= Entries shown =
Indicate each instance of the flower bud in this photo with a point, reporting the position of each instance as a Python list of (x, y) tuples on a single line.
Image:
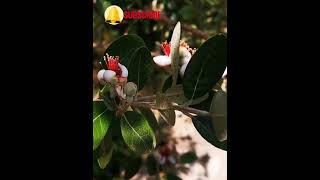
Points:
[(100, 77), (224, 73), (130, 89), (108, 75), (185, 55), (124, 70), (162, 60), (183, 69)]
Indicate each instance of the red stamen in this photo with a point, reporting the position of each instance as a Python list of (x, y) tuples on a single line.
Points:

==

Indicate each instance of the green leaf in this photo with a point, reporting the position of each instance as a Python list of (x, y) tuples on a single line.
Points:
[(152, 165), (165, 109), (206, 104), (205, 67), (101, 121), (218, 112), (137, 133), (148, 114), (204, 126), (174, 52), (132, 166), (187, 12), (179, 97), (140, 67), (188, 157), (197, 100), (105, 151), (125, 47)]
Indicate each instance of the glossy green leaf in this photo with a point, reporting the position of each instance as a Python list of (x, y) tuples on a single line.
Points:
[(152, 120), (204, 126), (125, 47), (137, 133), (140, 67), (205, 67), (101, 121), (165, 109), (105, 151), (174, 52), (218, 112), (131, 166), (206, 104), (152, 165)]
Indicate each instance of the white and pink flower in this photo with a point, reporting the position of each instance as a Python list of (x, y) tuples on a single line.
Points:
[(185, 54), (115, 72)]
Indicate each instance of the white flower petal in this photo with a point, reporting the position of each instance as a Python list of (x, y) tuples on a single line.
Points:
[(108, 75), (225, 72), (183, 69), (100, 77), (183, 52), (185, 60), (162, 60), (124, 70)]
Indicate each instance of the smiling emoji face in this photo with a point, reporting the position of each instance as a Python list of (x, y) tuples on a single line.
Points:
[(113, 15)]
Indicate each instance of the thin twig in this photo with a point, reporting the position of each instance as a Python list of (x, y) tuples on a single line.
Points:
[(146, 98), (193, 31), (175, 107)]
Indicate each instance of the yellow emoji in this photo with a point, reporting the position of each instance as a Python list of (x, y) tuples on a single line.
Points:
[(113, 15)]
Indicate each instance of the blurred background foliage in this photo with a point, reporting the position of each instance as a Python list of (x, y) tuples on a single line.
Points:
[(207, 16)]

* * *

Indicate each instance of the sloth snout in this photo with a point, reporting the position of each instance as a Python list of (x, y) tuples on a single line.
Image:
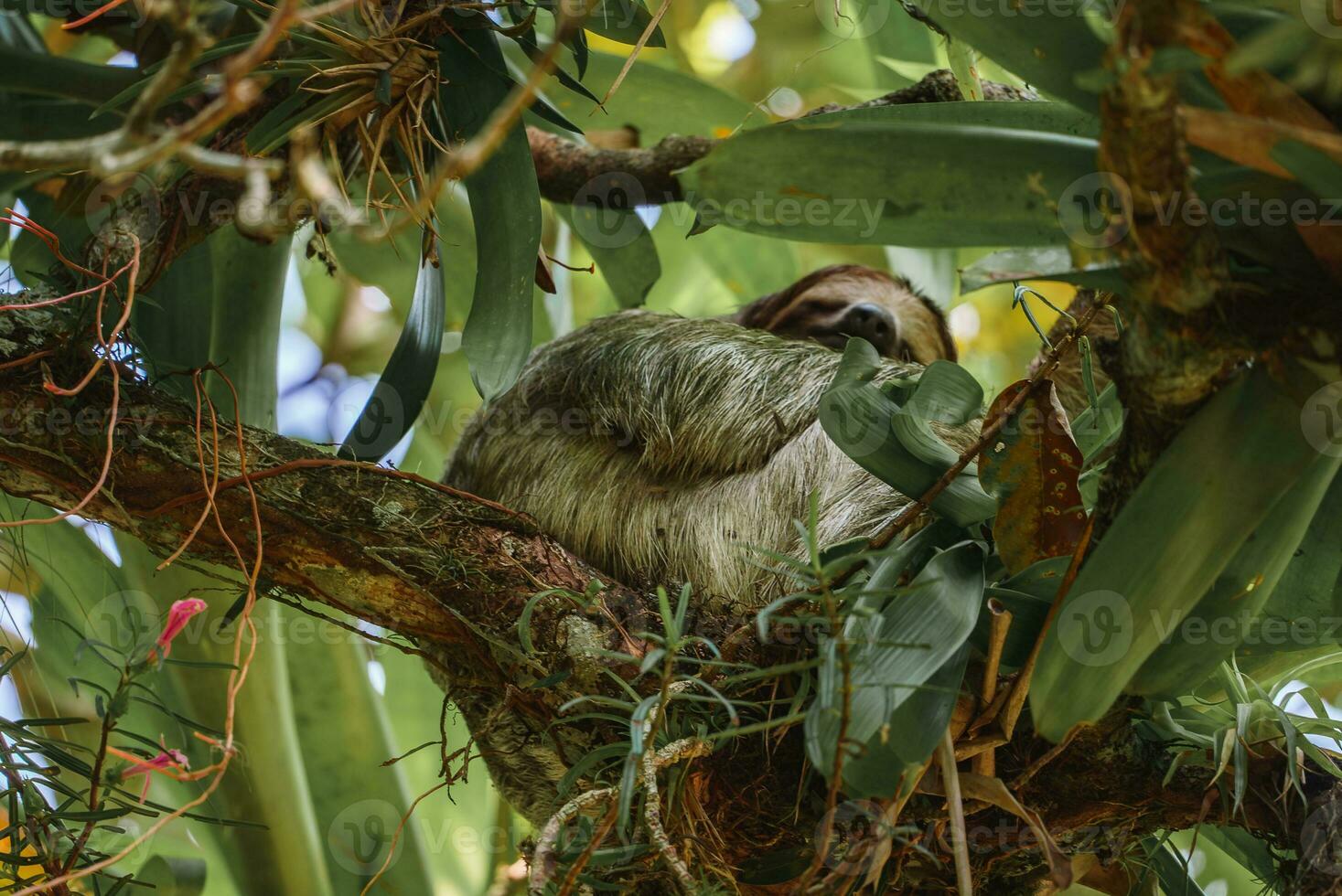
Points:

= What the task requires =
Reproduce the records from the line containing "Indicate each instance of the blurred" through the line containing "[(207, 16)]", keeping the request lines and scaling every point coordinate by 1.15, rounded to a whole number with halves going up. Give only those lines, with the request wording unchanged.

= Worked answer =
Indicate each instance of the blurred background foliage in this photo with a point, reporting the position of each instance as a Python list of (x, y) tuples on a single line.
Points:
[(238, 18)]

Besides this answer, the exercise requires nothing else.